--- BEGIN INFORMATION GIVEN ---

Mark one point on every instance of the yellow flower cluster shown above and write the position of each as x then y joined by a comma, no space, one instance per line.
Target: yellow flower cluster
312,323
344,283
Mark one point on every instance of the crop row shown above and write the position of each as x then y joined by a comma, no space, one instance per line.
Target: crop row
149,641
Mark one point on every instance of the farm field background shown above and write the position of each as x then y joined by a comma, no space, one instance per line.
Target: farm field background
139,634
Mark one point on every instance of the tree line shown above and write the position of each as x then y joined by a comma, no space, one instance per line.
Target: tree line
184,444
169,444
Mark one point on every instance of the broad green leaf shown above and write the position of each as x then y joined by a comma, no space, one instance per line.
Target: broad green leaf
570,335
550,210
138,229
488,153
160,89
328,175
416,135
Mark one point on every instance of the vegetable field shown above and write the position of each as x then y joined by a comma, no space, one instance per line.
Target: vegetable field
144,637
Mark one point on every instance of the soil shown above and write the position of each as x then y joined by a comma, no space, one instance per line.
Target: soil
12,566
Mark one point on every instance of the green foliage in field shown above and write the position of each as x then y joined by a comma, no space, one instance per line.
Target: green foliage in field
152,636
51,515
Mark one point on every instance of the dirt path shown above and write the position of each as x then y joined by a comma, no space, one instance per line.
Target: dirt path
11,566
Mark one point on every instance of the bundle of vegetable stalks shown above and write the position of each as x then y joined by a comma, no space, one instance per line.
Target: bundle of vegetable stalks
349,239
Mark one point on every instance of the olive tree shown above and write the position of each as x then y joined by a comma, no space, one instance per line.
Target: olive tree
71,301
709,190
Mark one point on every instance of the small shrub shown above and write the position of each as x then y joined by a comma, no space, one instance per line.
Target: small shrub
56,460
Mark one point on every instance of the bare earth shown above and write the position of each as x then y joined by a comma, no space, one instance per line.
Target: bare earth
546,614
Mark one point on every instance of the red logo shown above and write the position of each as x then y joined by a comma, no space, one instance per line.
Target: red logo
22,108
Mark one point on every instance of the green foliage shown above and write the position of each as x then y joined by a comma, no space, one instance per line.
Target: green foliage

--- END INFORMATION GIVEN ---

### THE REQUEST:
Rewrite the lines from the one containing "Mark one point on every instance of the red" through the end of the entries as a JSON list of strings, with one string per line and any blank lines omitted.

### FINISHED TASK:
[
  "Mark one point on every instance of the red logo shown above and write the position of each as x then y joined by a comma, no space, one instance per line.",
  "Target: red logo",
  "22,108",
  "Mark one point on every instance of the green foliage shown above and write the position of each as x then y joined by a comma, no space, one instance per line.",
  "Target: green foliage"
]